:: Data entries ::

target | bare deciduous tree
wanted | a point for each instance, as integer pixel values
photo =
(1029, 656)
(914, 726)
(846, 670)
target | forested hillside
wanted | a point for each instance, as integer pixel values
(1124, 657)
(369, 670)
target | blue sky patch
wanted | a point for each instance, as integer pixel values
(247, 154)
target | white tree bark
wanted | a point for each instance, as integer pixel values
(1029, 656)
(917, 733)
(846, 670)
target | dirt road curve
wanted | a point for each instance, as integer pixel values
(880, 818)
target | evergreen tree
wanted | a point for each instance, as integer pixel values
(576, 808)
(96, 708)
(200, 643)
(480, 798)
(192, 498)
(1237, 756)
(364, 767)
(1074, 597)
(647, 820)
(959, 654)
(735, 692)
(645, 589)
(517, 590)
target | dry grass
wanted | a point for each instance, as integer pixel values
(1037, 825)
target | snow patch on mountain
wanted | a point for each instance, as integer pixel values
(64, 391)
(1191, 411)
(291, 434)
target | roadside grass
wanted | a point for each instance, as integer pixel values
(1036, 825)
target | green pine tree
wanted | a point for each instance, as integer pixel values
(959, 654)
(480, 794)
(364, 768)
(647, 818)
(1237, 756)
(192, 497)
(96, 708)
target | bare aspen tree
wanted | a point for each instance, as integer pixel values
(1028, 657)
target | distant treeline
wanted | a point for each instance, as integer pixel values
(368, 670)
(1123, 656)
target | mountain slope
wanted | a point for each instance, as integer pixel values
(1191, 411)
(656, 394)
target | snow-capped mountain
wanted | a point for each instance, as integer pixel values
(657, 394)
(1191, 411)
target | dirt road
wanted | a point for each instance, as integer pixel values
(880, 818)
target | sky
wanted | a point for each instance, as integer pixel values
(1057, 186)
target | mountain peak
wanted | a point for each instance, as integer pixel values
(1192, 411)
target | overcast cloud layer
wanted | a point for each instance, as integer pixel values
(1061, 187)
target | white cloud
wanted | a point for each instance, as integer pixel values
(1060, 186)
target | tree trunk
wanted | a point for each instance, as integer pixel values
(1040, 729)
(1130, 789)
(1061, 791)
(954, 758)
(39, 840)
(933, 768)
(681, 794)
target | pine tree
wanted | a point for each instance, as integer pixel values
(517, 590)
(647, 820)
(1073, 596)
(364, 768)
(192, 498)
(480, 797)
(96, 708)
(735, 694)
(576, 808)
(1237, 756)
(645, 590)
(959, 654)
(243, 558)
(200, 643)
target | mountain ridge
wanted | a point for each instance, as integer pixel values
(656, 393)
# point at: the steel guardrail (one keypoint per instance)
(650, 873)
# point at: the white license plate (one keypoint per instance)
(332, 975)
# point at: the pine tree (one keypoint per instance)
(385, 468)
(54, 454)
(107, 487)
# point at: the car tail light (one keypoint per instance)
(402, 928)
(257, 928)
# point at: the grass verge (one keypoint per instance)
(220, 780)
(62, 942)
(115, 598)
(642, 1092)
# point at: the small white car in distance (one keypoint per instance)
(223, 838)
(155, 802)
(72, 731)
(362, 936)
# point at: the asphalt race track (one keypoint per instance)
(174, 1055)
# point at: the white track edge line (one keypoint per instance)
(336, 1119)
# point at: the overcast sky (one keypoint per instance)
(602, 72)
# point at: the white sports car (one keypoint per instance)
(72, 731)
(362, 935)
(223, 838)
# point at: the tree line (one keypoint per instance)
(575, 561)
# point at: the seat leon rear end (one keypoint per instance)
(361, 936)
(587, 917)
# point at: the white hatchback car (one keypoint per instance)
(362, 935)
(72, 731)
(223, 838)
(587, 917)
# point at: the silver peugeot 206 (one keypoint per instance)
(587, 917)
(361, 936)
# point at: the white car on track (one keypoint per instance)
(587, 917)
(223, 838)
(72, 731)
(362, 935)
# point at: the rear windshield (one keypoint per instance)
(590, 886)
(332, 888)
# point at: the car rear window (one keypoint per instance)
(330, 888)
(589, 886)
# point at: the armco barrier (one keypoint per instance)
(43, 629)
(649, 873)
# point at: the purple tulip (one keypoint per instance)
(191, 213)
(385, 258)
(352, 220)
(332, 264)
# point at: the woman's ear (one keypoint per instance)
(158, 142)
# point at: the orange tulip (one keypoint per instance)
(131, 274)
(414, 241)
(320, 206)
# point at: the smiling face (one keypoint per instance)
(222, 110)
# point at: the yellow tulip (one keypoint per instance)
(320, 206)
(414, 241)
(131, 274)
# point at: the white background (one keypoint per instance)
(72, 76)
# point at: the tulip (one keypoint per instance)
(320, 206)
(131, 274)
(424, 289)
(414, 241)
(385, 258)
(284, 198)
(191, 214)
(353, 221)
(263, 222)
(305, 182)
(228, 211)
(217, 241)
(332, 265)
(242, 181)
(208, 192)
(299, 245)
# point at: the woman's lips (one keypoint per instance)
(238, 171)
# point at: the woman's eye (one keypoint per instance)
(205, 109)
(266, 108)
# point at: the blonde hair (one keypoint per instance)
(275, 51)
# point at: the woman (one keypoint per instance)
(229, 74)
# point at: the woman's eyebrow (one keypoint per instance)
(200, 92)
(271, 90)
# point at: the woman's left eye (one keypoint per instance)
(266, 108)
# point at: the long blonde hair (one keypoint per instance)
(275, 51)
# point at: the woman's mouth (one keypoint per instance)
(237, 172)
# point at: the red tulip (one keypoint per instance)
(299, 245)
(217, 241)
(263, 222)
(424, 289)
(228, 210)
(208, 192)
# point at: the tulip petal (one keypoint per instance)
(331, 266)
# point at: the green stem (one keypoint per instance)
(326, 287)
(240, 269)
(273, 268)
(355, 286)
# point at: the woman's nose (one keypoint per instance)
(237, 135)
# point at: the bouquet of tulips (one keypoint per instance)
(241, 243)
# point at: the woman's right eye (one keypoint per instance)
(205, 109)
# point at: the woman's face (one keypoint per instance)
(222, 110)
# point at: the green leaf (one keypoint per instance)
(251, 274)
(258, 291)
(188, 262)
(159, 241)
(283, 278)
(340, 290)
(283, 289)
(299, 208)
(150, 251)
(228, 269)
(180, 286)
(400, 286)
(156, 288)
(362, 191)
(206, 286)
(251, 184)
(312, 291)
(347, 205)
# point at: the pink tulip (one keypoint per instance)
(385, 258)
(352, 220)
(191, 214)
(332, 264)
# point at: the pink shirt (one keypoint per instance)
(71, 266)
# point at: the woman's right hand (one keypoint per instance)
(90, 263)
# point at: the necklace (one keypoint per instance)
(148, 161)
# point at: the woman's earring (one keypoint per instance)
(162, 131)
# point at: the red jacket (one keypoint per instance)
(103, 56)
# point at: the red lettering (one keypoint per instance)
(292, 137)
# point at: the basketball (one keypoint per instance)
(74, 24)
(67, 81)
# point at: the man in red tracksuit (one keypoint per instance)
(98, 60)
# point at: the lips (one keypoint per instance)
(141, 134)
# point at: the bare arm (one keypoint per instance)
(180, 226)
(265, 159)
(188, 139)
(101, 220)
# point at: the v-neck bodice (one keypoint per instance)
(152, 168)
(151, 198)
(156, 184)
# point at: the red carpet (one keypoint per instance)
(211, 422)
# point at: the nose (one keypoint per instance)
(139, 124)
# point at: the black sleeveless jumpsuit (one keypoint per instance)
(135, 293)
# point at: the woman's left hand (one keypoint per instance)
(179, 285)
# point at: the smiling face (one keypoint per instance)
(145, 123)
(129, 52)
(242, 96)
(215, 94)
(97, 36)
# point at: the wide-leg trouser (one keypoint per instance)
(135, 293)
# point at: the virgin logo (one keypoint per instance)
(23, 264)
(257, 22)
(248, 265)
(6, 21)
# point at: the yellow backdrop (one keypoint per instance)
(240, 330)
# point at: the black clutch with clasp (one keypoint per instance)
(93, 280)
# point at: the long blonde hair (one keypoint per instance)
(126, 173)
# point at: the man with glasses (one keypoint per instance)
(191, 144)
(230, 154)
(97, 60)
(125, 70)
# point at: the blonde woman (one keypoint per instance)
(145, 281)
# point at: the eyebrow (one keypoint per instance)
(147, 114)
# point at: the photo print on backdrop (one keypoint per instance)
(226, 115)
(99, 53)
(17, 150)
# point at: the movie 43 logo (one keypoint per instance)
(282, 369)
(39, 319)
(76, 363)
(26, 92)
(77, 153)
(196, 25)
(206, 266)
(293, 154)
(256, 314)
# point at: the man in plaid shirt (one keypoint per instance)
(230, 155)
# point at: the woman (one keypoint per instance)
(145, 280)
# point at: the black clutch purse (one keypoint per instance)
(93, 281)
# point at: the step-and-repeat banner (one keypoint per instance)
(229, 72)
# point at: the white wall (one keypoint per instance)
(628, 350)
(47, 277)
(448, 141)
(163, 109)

:: Problem details ::
Add 102 to both numbers of every point coordinate in the stretch of the material from the line containing "target | dry grass" through the line containing "(1036, 825)", and write out all of those lines again with the new values. Leave every other line in that stretch unchanged.

:: Answer ::
target | dry grass
wanted | a point for each instance, as integer pixel values
(1139, 927)
target | snow patch on mountain
wanted | a point for each instance, as integer pixel values
(166, 493)
(1293, 513)
(393, 536)
target | roadside grass
wanted | a point for each instance, as integer pixel values
(1138, 927)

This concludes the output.